• [ページの抜粋]
***

カルボキシル基を有する脂環族、又は脂肪族化合物の具体例としてはコール酸、デオキシコール酸、リトコール酸などのステロイド構造を有するカルボン酸誘導体、アダマンタンカルボン酸誘導体、アダマンタンジカルボン酸、シクロヘキサンカルボン酸、シクロヘキサンジカルボン酸などが挙げられるがこれらに限定されるものではない。
【0238】
パターン形成方法
本発明のポジ型レジスト組成物は、解像力向上の観点から、膜厚30〜250nmで使用されることが好ましく、より好ましくは、膜厚30〜200nmで使用されることが好ましい。ポジ型レジスト組成物中の固形分濃度を適切な範囲に設定して適度な粘度をもたせ、塗布性、製膜性を向上させることにより、このような膜厚とすることができる。
ポジ型レジスト組成物中の全固形分濃度は、一般的には1〜10質量%、より好ましくは1〜8.0質量%、さらに好ましくは1.0〜6.0質量%である。
【0239】
本発明のポジ型レジスト組成物は、上記の成分を所定の有機溶剤、好ましくは前記混合溶剤に溶解し、フィルター濾過した後、次のように所定の支持体上に塗布して用いる。フィルター濾過に用いるフィルターはポアサイズ0.1ミクロン以下、より好ましくは0.05ミクロン以下、更に好ましくは0.03ミクロン以下のポリテトラフロロエチレン製、ポリエチレン製、ナイロン製のものが好ましい。

***

• [やること] 上のページの抜粋を、最初から最後まで一字一句変えずに書き写してください。

***

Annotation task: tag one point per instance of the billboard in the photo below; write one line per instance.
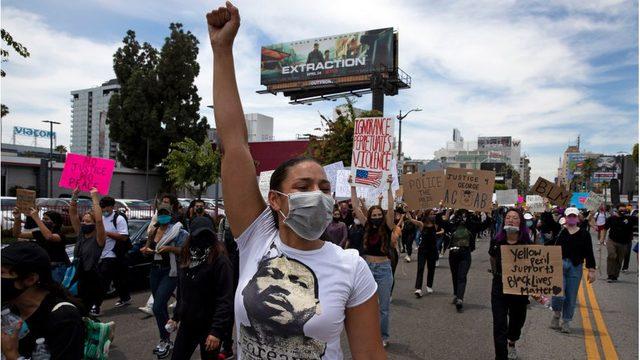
(327, 57)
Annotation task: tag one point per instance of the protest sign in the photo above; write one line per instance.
(557, 195)
(469, 189)
(535, 203)
(372, 155)
(507, 197)
(423, 190)
(86, 172)
(531, 270)
(594, 201)
(25, 200)
(331, 171)
(263, 183)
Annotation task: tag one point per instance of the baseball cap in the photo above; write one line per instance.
(571, 211)
(27, 257)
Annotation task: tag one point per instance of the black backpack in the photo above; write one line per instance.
(121, 247)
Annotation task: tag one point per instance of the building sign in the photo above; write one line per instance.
(22, 131)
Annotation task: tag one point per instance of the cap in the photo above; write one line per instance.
(28, 257)
(571, 211)
(201, 224)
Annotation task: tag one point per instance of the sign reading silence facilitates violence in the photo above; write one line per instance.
(372, 155)
(531, 270)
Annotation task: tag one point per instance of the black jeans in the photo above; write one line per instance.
(188, 337)
(459, 262)
(509, 315)
(114, 269)
(427, 256)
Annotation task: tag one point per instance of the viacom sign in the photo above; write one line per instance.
(18, 130)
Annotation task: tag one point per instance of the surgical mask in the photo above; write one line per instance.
(310, 212)
(164, 219)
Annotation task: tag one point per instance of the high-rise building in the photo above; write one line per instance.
(89, 130)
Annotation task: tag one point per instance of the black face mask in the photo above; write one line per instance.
(9, 290)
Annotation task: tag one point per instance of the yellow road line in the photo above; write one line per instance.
(589, 339)
(607, 344)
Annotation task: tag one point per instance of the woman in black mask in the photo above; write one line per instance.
(205, 294)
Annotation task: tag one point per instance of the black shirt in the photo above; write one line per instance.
(63, 330)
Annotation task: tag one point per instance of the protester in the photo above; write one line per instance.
(165, 245)
(30, 292)
(288, 277)
(205, 294)
(427, 251)
(576, 249)
(509, 311)
(49, 236)
(86, 255)
(620, 227)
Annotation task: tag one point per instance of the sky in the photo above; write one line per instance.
(540, 71)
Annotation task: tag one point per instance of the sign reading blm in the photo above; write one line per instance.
(531, 270)
(86, 172)
(469, 189)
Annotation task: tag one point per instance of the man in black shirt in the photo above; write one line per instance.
(620, 227)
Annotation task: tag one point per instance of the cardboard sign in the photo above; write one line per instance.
(594, 201)
(531, 270)
(507, 197)
(86, 172)
(372, 156)
(25, 200)
(424, 191)
(469, 189)
(535, 203)
(557, 195)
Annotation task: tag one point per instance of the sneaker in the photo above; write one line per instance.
(122, 303)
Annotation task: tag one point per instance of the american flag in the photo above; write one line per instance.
(368, 177)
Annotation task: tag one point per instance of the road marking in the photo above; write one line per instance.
(608, 348)
(589, 339)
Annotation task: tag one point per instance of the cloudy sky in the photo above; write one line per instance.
(540, 71)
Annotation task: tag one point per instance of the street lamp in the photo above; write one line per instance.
(51, 154)
(400, 117)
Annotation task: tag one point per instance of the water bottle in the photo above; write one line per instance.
(41, 352)
(9, 321)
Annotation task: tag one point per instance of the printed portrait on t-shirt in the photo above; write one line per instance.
(280, 298)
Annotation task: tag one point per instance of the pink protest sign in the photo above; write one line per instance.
(85, 172)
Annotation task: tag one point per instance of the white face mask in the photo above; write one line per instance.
(310, 212)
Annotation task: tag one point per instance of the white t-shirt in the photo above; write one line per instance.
(297, 299)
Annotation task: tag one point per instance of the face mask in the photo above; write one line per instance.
(87, 228)
(9, 290)
(309, 213)
(164, 219)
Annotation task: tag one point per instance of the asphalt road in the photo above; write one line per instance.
(605, 324)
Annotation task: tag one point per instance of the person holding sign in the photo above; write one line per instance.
(509, 311)
(296, 293)
(49, 236)
(576, 249)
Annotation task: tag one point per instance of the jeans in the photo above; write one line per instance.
(459, 262)
(384, 278)
(162, 286)
(572, 275)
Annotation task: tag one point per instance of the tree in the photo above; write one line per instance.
(4, 54)
(336, 144)
(193, 166)
(157, 103)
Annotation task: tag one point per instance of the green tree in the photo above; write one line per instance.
(157, 103)
(193, 166)
(4, 54)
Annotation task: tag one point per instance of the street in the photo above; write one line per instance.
(430, 327)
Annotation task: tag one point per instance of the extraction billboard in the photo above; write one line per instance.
(327, 57)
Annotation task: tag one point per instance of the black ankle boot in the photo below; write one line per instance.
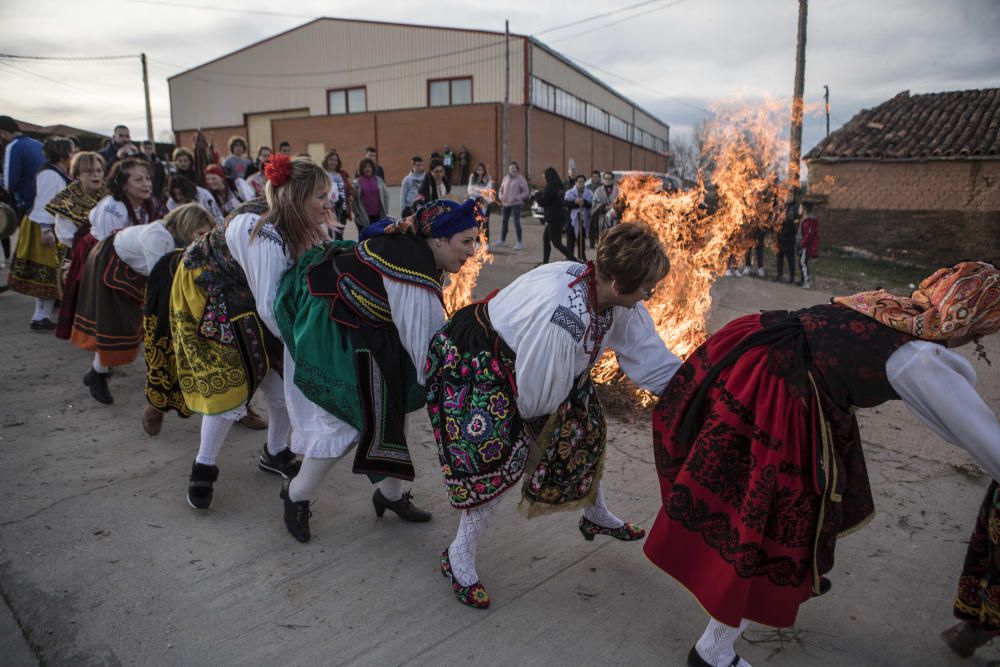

***

• [作業の結果]
カルボキシル基を有する脂環族、又は脂肪族化合物の具体例としてはコール酸、デオキシコール酸、リトコール酸などのステロイド構造を有するカルボン酸誘導体、アダマンタンカルボン酸誘導体、アダマンタンジカルボン酸、シクロヘキサンカルボン酸、シクロヘキサンジカルボン酸などが挙げられるがこれらに限定されるものではない。
【0238】
パターン形成方法
本発明のポジ型レジスト組成物は、解像力向上の観点から、膜厚30〜250nmで使用されることが好ましく、より好ましくは、膜厚30〜200nmで使用されることが好ましい。ポジ型レジスト組成物中の固形分濃度を適切な範囲に設定して適度な粘度をもたせ、塗布性、製膜性を向上させることにより、このような膜厚とすることができる。
ポジ型レジスト組成物中の全固形分濃度は、一般的には1〜10質量%、より好ましくは1〜8.0質量%、さらに好ましくは1.0〜6.0質量%である。
【0239】
本発明のポジ型レジスト組成物は、上記の成分を所定の有機溶剤、好ましくは前記混合溶剤に溶解し、フィルター濾過した後、次のように所定の支持体上に塗布して用いる。フィルター濾過に用いるフィルターはポアサイズ0.1ミクロン以下、より好ましくは0.05ミクロン以下、更に好ましくは0.03ミクロン以下のポリテトラフロロエチレン製、ポリエチレン製、ナイロン製のものが好ましい。